Records for the exercise:
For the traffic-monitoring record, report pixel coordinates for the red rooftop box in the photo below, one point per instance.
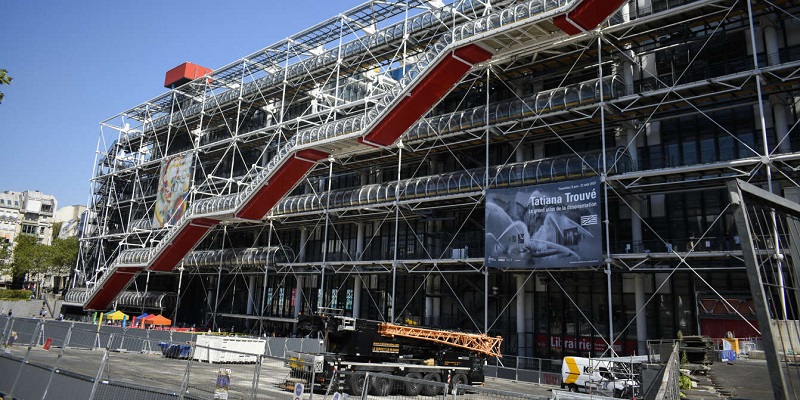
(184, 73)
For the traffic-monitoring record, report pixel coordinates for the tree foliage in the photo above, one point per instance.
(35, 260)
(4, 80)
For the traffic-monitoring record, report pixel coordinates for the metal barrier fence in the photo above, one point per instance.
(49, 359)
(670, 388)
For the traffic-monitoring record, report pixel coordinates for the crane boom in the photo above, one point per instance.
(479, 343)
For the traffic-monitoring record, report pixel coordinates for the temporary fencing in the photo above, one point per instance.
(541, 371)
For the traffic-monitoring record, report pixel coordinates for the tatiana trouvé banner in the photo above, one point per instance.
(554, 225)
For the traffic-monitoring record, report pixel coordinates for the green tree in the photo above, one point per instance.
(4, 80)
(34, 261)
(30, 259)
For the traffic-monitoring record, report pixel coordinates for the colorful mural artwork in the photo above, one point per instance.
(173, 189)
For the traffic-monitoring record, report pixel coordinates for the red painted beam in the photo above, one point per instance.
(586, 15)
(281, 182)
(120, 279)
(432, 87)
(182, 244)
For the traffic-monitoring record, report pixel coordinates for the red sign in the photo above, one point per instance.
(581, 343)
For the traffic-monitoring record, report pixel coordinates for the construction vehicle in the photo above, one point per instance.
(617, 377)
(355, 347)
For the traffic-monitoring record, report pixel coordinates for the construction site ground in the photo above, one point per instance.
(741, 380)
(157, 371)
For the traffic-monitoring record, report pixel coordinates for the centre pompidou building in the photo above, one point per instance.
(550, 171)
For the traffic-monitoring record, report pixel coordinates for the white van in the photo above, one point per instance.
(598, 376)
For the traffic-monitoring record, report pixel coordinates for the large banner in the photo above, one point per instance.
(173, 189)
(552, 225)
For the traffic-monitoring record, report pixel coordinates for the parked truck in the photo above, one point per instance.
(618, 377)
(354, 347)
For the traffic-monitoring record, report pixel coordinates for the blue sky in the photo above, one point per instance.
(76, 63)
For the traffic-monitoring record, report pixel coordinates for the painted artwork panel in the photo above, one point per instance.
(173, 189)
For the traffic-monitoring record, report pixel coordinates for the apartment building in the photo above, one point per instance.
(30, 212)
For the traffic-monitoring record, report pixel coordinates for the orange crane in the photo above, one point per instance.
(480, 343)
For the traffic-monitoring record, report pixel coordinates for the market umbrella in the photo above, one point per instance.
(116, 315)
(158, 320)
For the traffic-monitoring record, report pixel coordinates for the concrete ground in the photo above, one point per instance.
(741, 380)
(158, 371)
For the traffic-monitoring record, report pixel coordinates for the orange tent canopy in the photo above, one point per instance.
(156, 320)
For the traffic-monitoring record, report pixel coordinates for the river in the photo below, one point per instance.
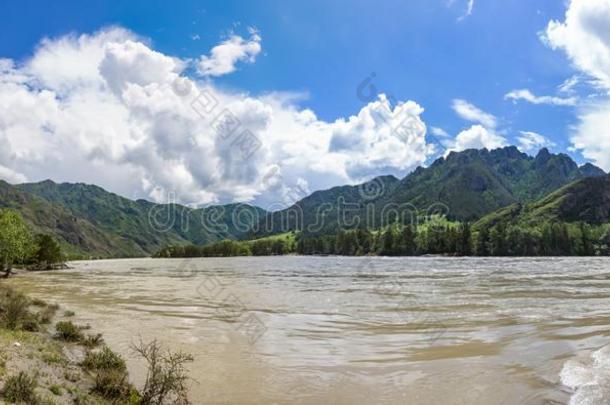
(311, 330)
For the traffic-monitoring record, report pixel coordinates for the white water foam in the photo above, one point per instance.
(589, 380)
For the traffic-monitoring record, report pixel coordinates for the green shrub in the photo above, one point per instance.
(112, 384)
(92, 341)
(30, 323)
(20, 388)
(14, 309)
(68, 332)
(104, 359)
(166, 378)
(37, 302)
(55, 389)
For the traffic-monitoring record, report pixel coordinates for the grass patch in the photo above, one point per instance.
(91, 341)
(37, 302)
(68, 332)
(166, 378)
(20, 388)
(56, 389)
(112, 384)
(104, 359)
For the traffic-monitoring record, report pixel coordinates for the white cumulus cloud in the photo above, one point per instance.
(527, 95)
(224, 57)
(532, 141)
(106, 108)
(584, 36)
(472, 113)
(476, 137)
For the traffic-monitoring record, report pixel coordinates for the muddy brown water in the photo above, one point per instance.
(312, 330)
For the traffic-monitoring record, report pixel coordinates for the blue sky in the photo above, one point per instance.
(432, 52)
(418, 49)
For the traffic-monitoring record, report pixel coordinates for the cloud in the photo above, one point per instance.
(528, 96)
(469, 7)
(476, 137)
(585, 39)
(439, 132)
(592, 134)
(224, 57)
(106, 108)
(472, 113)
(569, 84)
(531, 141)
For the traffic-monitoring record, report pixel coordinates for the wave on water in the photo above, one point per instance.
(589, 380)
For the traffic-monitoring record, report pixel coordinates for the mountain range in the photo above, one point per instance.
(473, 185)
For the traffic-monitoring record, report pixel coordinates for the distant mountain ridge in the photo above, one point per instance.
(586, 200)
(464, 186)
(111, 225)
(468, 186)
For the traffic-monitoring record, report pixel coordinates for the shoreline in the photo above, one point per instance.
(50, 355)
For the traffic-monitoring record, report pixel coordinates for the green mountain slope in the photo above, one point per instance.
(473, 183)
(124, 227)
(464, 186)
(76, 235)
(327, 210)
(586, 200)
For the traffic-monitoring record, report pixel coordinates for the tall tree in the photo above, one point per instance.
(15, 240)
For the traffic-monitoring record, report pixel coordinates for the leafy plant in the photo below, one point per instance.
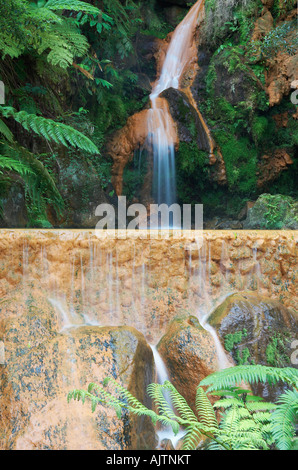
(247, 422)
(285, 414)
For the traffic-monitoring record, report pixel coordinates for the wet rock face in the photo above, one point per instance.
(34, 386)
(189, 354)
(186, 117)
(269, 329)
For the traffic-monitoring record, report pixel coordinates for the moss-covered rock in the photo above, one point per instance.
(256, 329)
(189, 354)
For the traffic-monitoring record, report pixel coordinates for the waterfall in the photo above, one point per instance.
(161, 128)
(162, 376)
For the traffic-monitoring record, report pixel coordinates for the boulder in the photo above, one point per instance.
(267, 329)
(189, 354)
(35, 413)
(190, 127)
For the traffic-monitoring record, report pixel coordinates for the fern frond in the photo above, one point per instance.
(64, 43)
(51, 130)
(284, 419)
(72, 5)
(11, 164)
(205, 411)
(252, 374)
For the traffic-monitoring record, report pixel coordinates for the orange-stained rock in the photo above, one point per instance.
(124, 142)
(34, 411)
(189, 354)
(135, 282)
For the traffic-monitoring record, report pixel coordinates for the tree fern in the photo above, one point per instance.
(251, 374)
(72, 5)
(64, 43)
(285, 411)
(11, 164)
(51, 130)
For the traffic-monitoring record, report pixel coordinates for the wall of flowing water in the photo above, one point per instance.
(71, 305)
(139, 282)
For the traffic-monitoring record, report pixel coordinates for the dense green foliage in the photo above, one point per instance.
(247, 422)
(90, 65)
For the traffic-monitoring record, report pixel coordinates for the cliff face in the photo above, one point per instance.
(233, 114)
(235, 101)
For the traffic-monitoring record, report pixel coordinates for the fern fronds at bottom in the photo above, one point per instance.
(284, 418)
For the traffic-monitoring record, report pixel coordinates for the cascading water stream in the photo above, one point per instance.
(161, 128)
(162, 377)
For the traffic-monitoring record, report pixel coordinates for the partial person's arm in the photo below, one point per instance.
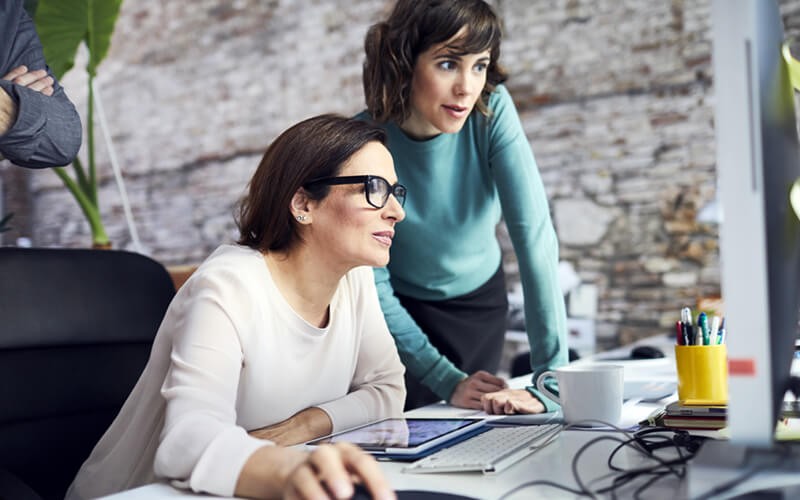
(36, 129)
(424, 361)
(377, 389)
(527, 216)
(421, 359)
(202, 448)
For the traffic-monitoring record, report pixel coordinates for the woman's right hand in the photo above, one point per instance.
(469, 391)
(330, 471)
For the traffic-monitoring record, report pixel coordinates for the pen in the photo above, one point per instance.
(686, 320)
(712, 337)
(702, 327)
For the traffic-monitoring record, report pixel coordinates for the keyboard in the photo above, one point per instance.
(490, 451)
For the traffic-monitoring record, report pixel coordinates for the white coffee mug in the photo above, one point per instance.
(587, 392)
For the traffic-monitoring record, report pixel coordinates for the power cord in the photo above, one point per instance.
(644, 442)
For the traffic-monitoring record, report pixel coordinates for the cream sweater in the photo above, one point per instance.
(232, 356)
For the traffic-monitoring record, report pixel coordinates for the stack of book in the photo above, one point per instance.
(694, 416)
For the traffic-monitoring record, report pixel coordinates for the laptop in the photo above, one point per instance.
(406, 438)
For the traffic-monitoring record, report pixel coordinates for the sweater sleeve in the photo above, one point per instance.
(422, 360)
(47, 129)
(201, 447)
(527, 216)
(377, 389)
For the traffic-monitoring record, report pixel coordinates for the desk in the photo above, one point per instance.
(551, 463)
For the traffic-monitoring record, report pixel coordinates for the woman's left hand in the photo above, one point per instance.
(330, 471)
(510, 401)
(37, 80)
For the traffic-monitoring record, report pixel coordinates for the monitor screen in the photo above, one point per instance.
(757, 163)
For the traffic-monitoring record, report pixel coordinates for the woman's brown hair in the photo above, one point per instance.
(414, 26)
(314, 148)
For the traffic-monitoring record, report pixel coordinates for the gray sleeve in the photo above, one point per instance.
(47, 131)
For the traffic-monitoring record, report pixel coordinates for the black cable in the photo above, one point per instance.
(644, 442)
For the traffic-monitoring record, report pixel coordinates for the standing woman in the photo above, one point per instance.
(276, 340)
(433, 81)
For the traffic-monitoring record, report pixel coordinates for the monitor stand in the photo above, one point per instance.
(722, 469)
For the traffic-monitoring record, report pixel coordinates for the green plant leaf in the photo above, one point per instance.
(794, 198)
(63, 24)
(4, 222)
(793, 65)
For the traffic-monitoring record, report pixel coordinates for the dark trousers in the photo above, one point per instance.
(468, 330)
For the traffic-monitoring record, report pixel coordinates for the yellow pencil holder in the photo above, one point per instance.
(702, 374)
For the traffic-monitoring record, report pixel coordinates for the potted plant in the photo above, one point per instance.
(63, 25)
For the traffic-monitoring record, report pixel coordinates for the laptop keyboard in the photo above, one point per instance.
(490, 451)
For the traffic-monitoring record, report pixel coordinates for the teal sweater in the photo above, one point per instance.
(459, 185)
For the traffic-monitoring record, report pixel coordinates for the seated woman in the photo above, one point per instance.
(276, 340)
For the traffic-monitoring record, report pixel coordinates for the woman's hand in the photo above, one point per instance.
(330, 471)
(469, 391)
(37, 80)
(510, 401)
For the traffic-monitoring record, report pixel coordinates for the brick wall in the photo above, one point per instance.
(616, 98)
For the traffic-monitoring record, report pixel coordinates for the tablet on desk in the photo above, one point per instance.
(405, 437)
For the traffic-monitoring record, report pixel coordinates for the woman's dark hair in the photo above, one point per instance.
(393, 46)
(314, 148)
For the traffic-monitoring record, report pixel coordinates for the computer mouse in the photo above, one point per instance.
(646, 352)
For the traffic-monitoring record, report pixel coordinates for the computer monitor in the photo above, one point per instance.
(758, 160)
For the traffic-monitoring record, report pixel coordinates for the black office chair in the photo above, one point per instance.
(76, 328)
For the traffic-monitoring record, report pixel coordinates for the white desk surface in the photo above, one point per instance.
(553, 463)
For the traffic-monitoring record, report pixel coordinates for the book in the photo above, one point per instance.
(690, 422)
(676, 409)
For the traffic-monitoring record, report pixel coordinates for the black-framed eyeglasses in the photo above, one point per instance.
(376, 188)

Short task:
Quote verbatim the line containing "the black office" and every line after it through the end of the records above.

Task answer:
For the traffic-monitoring record, report pixel coordinates for the black office chair in the photo above, one point per instance.
(76, 328)
For the traffic-monitoring record, report pixel coordinates for the white desk surface in the photo above, one point per instance.
(553, 463)
For the traffic-monitoring record, report pixel coordinates for the book in the photo above, one point per instance.
(690, 422)
(676, 409)
For the traffic-monitoring record, report pixel coordinates for the black-framed eyeglasses in the photo above, one point per instance.
(376, 188)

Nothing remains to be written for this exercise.